____ WORKING DATA

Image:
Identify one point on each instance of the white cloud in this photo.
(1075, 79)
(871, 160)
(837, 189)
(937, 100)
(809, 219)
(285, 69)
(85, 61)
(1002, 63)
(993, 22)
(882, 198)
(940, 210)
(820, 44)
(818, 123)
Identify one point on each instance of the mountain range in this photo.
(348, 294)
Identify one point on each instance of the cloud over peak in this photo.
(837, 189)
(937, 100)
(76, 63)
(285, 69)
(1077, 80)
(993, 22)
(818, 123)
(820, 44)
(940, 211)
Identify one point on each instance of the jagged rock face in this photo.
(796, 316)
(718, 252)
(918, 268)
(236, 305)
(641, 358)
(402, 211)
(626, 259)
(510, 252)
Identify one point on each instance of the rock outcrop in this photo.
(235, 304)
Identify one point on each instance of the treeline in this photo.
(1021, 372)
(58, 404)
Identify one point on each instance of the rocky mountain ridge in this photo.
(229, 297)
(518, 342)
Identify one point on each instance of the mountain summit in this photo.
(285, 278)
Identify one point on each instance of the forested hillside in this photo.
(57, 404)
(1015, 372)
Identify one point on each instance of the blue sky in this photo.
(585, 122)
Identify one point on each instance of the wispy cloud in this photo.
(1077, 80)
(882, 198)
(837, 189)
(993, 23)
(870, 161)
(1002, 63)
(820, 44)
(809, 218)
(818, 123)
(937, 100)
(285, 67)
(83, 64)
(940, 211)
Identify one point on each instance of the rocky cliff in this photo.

________
____ WORKING DATA

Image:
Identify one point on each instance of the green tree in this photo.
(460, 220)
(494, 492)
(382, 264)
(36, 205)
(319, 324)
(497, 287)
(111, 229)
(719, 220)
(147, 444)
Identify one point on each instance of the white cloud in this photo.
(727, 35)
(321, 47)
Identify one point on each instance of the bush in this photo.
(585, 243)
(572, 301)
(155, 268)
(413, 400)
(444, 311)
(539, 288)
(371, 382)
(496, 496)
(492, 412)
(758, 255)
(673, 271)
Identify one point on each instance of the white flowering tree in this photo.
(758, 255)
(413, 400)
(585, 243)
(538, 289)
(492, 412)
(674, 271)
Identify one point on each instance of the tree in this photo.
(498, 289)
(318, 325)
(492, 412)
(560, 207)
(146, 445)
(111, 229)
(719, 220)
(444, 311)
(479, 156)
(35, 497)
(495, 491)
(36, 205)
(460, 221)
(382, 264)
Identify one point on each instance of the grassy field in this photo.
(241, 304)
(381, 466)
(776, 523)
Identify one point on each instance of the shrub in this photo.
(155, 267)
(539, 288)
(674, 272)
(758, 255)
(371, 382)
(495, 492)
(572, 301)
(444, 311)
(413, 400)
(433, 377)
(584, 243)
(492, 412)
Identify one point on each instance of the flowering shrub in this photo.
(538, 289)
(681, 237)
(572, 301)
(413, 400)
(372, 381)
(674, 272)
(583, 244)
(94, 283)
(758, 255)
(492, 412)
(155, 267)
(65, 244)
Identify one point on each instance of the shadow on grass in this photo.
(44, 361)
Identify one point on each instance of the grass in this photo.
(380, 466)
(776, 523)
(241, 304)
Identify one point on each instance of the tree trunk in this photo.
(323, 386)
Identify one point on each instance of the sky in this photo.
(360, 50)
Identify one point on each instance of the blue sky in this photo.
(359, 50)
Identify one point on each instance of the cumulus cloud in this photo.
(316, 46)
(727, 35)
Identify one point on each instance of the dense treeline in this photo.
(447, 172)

________

• EXERCISE
Copy the entries above exactly, but only from the line holding "Identify one point on each instance of the rocky mountain" through the line holding "Identify one point on each instance of the rocky cliff", both included.

• OUTPUT FOR THIS EXERCISE
Identify one point on each instance of the rocky mountain ridge in this photo.
(229, 297)
(518, 342)
Identify one point on each instance of the mountain summit in this photo.
(285, 278)
Identify one point on each instance of the forested hillside in this photo.
(57, 404)
(1015, 372)
Identify one point on each instance of the blue sky in this photo.
(585, 122)
Identify one point on each instance of the wispy cloud in this photo.
(1077, 80)
(882, 198)
(837, 189)
(993, 23)
(870, 161)
(1002, 63)
(820, 44)
(809, 218)
(818, 123)
(937, 100)
(285, 67)
(83, 64)
(940, 211)
Identify one point on each instance of the rocky cliff in this photo.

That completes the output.